■ CHALLENGE A:
Reproduce the stretch of the records from their start through the line containing "[211,467,333,606]", keeping every line but shifting each bounding-box coordinate in the answers up by 50.

## Begin SELECTED EXTRACT

China's trade surplus was explained by the specific structures of the economies involved in international trade instead of the exchange rate of the RMB, Wen said at the Sixth China-EU Business Summit.

"The (past) appreciations of the RMB did not lead to any changes in the trend (of China recording trade surplus)," Wen said, referring to the fact that China continued to record trade surpluses after it initiated an exchange rate reform in 1994 although the RMB has appreciated by an accumulated 55 percent since then.

China also continued to record trade surpluses against the United States after it initiated a second exchange rate reform in 2005 to allow the RMB to appreciate 22 percent against the U.S. dollar since then, Wen said.

"The trade issue should not be politicized. It is an issue of the (trade) structure," the premier said.

Chinese enterprises were still mostly at the lower end of the global industry chain. China has a surplus in commodity trade but deficits in the trade of services. It has surpluses against the United States and the European Union but deficits against South Korea, Japan and the Association of Southeast Asian Nations (ASEAN), Wen said.

"We are never in pursuit of trade surplus. We are in pursuit of balanced and sustainable trade," Wen said.

## End SELECTED EXTRACT
## Begin DATA EXCERPTS

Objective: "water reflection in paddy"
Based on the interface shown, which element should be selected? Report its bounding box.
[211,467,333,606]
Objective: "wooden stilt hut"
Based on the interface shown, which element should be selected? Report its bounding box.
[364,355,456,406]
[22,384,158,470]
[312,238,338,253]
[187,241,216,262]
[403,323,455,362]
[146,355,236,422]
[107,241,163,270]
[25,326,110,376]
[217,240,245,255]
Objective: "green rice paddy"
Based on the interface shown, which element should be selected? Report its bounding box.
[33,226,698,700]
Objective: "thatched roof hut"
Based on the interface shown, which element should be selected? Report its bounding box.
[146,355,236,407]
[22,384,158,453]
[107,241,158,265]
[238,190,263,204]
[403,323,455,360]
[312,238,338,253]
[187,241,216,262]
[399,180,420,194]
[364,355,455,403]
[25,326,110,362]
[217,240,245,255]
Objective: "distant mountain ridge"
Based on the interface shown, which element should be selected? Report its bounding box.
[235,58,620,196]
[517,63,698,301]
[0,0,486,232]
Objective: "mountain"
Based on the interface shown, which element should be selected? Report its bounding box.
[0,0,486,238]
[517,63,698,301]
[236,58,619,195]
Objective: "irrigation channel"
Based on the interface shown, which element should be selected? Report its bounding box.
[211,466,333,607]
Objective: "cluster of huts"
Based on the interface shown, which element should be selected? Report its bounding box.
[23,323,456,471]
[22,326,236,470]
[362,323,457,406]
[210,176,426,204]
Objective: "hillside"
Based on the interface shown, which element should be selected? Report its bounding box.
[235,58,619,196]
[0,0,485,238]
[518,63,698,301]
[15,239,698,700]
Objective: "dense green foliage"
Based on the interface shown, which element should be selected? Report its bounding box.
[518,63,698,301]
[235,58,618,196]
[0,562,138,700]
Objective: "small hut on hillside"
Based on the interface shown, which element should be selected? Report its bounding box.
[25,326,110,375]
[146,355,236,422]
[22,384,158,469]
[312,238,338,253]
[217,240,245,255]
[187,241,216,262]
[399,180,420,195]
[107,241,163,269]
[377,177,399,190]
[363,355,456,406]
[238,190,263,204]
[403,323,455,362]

## End DATA EXCERPTS

■ CHALLENGE B:
Answer these questions from the passage on China's trade surplus.
(i) By what accumulated percentage has the RMB appreciated since the 1994 exchange rate reform?
(ii) Against which economies does China record trade deficits?
(iii) According to Wen, what kind of trade is China in pursuit of?

■ OUTPUT A:
Objective: "water reflection in paddy"
Based on the interface shown, which element should be selected? Report its bounding box.
[261,517,383,656]

■ OUTPUT B:
(i) 55 percent.
(ii) South Korea, Japan and the Association of Southeast Asian Nations (ASEAN).
(iii) Balanced and sustainable trade.